**Material for this exercise:**
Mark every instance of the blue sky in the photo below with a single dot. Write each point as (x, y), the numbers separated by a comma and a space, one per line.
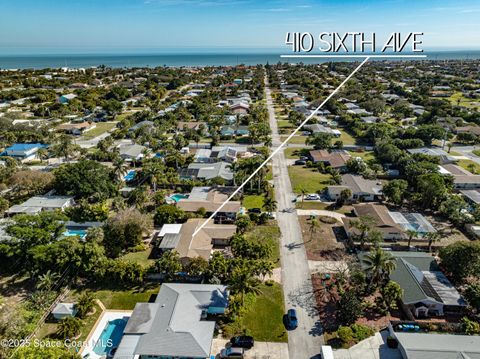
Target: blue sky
(45, 26)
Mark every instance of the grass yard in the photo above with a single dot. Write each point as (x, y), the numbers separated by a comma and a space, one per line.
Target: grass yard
(268, 234)
(346, 138)
(297, 140)
(252, 201)
(365, 155)
(140, 257)
(284, 124)
(101, 127)
(309, 179)
(263, 318)
(470, 166)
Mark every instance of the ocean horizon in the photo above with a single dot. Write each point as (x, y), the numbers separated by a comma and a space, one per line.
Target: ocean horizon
(132, 60)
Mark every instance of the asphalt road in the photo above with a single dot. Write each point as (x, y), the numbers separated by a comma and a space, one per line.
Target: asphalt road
(305, 341)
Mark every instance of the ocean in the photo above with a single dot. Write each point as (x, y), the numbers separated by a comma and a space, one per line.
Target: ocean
(184, 59)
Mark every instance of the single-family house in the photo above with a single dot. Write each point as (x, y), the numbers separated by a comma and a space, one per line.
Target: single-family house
(132, 152)
(210, 199)
(415, 345)
(63, 310)
(363, 190)
(201, 245)
(426, 290)
(64, 99)
(207, 171)
(334, 159)
(179, 324)
(38, 204)
(24, 152)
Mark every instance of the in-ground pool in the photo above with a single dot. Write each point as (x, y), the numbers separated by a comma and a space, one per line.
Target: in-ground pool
(75, 232)
(178, 196)
(130, 175)
(110, 336)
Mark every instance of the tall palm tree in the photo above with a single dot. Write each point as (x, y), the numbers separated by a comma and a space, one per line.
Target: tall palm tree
(411, 233)
(47, 280)
(379, 264)
(363, 224)
(269, 204)
(303, 191)
(432, 237)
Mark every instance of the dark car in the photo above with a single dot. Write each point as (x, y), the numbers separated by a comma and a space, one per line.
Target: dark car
(291, 319)
(242, 341)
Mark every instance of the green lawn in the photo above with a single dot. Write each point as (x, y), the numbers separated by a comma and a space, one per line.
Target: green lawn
(140, 257)
(309, 179)
(346, 138)
(100, 128)
(267, 234)
(297, 140)
(252, 201)
(365, 155)
(125, 299)
(468, 163)
(284, 124)
(263, 318)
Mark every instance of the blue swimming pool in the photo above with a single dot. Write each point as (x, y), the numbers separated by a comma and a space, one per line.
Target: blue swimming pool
(75, 232)
(130, 175)
(111, 336)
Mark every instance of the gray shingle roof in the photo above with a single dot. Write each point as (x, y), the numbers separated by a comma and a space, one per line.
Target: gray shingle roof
(172, 326)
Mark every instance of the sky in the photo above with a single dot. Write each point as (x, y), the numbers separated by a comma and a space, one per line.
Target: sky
(158, 26)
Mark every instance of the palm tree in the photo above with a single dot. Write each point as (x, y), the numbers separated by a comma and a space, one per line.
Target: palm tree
(432, 237)
(379, 264)
(69, 327)
(270, 204)
(42, 153)
(243, 281)
(313, 226)
(336, 177)
(47, 280)
(411, 233)
(363, 224)
(303, 191)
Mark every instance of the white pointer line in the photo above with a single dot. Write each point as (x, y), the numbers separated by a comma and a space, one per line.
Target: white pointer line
(279, 148)
(351, 56)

**Directions for this task:** Write out exactly the lines of the entries above that run from the line containing "Target: gray shingle roof" through the last line, including both.

**Answer to the exercise:**
Target: gray shingle roof
(172, 326)
Mark every instance of the sky in the photo above with a single dot. Write each point as (x, y), the numbers separated by a comma and a space, one per line.
Target: sky
(158, 26)
Mark every instance of the palm tree in the photo above with a single dot. Write each point as (x, y), the numbers separated by a comma and a space, one per line.
Target: palm tree
(432, 237)
(379, 264)
(69, 327)
(270, 204)
(42, 153)
(243, 281)
(313, 226)
(336, 177)
(47, 280)
(411, 233)
(363, 224)
(303, 191)
Mark every instance of the white pointer line in the photo above with a single dot. Write each point as (x, y), the numbers separated by a comma and a space, one per line.
Target: white pointer line
(279, 148)
(351, 56)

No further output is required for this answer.